- [Short exercise] Copy out the following lines word for word, every one of them, from first to last.

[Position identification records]
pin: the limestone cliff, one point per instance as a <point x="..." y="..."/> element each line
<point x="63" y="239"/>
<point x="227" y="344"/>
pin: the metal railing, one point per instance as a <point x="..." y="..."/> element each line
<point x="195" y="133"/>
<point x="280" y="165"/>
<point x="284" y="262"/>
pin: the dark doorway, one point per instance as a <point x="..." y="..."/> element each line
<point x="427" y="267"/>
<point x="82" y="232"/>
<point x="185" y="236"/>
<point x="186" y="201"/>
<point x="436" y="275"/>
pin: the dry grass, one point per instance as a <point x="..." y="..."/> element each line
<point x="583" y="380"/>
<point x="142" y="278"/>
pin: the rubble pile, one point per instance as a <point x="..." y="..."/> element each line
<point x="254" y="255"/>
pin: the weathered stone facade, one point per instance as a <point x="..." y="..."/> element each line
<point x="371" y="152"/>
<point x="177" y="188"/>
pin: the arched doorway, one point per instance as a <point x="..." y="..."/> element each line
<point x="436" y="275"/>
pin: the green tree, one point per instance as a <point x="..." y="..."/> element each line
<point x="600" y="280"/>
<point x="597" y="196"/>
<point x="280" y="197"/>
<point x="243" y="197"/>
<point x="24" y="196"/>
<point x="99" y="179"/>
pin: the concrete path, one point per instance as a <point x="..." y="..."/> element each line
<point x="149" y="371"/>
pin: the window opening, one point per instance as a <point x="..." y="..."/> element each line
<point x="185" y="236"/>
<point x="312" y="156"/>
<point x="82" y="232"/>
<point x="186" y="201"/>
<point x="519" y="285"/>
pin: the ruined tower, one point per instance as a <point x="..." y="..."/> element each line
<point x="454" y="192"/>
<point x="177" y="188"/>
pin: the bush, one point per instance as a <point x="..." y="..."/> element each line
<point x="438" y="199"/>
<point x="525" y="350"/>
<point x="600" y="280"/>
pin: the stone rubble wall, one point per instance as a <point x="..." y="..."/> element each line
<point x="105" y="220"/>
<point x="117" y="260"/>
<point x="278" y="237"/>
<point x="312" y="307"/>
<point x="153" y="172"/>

- [Result of this exercise]
pin: the limestone cliff, one point per instance as a <point x="..." y="..."/> element each line
<point x="63" y="239"/>
<point x="227" y="344"/>
pin: the metal railing, one point per instance as a <point x="..." y="..."/> element each line
<point x="195" y="133"/>
<point x="280" y="165"/>
<point x="284" y="262"/>
pin: the dark doorway, one point per instance as a <point x="..." y="..."/> element each line
<point x="427" y="267"/>
<point x="82" y="232"/>
<point x="185" y="236"/>
<point x="186" y="201"/>
<point x="436" y="275"/>
pin: the dry grass, one point per instance as a <point x="..." y="..."/> element each line
<point x="583" y="380"/>
<point x="142" y="278"/>
pin: the rubble pile, one point per instance as a <point x="..." y="..."/> element each line
<point x="254" y="255"/>
pin: the weathered stone facade, one point per instance as a <point x="..." y="..."/> element each line
<point x="371" y="152"/>
<point x="177" y="188"/>
pin: the arched doorway, one point per instance as a <point x="..." y="..."/> element each line
<point x="436" y="275"/>
pin: the green tree, one point per instance as a <point x="..." y="..."/> element each line
<point x="600" y="280"/>
<point x="597" y="196"/>
<point x="280" y="197"/>
<point x="243" y="197"/>
<point x="24" y="196"/>
<point x="99" y="179"/>
pin: the concrete path, one point per instance as a <point x="..." y="..."/> element each line
<point x="149" y="371"/>
pin: the window opening, one point per instance as a <point x="..." y="..."/> element each line
<point x="185" y="236"/>
<point x="312" y="156"/>
<point x="82" y="232"/>
<point x="186" y="201"/>
<point x="519" y="285"/>
pin: the ruined tower, one point per instance as a <point x="..." y="..."/> element each line
<point x="454" y="192"/>
<point x="177" y="188"/>
pin: the bush, one point per instance as a <point x="..." y="..."/> element each line
<point x="438" y="199"/>
<point x="525" y="350"/>
<point x="600" y="280"/>
pin: the stone rubble wall, one point per instance as a <point x="..." y="..."/> element each line
<point x="105" y="220"/>
<point x="117" y="260"/>
<point x="278" y="237"/>
<point x="312" y="307"/>
<point x="153" y="172"/>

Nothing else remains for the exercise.